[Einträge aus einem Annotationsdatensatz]

^^^^

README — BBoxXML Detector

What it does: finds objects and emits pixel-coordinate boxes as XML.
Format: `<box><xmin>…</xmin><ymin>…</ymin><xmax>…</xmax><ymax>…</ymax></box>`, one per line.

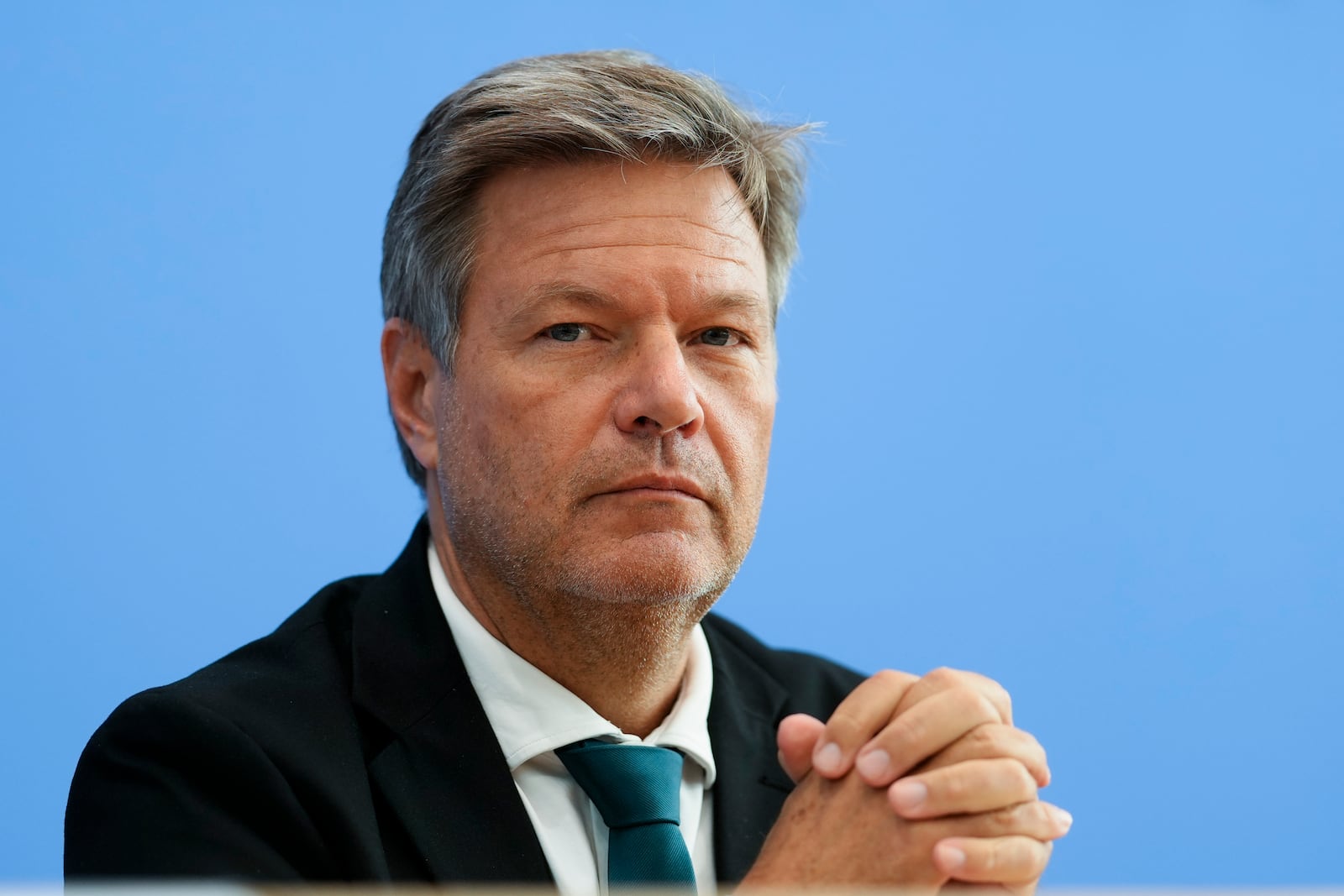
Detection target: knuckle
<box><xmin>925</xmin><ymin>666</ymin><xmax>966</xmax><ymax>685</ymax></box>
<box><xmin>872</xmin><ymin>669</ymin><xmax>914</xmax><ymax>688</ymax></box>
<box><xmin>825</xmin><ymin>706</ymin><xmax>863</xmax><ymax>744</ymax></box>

^^^^

[Ziel der Aufgabe] Übertrage alle Zeilen oben unverändert und lass die Bilder dabei weg.

[Lösung]
README — BBoxXML Detector

What it does: finds objects and emits pixel-coordinate boxes as XML.
Format: `<box><xmin>…</xmin><ymin>…</ymin><xmax>…</xmax><ymax>…</ymax></box>`, one per line.

Detection target: knuckle
<box><xmin>925</xmin><ymin>666</ymin><xmax>966</xmax><ymax>685</ymax></box>
<box><xmin>872</xmin><ymin>669</ymin><xmax>914</xmax><ymax>688</ymax></box>
<box><xmin>825</xmin><ymin>706</ymin><xmax>863</xmax><ymax>744</ymax></box>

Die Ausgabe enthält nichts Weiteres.